WHAT YOU HAVE TO DO >>
Search the records for the string "crab" and return each line that has it.

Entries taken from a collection
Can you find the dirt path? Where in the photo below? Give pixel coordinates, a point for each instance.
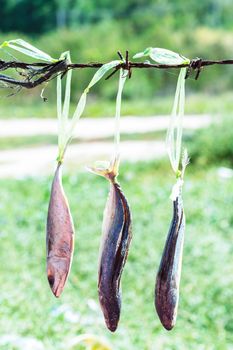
(37, 161)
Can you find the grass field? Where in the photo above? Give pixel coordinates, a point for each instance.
(25, 106)
(205, 319)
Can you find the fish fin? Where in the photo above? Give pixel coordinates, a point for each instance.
(106, 169)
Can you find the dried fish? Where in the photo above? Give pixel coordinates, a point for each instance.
(60, 236)
(168, 277)
(116, 238)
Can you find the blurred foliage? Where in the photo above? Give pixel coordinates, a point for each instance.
(213, 144)
(205, 316)
(100, 43)
(45, 15)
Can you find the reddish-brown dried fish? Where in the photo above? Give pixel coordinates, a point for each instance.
(60, 236)
(116, 237)
(168, 277)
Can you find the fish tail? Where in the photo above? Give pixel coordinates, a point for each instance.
(109, 171)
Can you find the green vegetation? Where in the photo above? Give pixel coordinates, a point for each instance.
(206, 308)
(145, 84)
(45, 15)
(213, 145)
(200, 103)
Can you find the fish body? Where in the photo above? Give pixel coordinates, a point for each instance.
(116, 238)
(60, 236)
(168, 277)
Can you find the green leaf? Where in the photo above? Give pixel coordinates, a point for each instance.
(28, 50)
(163, 56)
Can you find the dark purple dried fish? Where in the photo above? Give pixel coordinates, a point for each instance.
(116, 237)
(168, 277)
(60, 236)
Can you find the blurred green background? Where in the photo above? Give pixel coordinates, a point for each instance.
(93, 31)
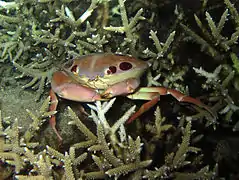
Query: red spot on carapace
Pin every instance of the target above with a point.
(124, 66)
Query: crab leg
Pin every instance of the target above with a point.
(52, 121)
(68, 89)
(153, 95)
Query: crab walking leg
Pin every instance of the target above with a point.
(66, 88)
(52, 121)
(153, 94)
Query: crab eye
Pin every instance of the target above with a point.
(124, 66)
(74, 69)
(111, 70)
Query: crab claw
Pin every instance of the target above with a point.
(153, 95)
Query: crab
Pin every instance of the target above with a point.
(101, 76)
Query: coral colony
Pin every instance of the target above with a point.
(193, 50)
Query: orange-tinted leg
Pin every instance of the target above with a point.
(153, 94)
(53, 106)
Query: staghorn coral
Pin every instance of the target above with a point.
(38, 36)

RESPONSE TO THIS TASK >>
Query: crab leg
Query: crab walking leg
Query: crab eye
Query: crab claw
Query: crab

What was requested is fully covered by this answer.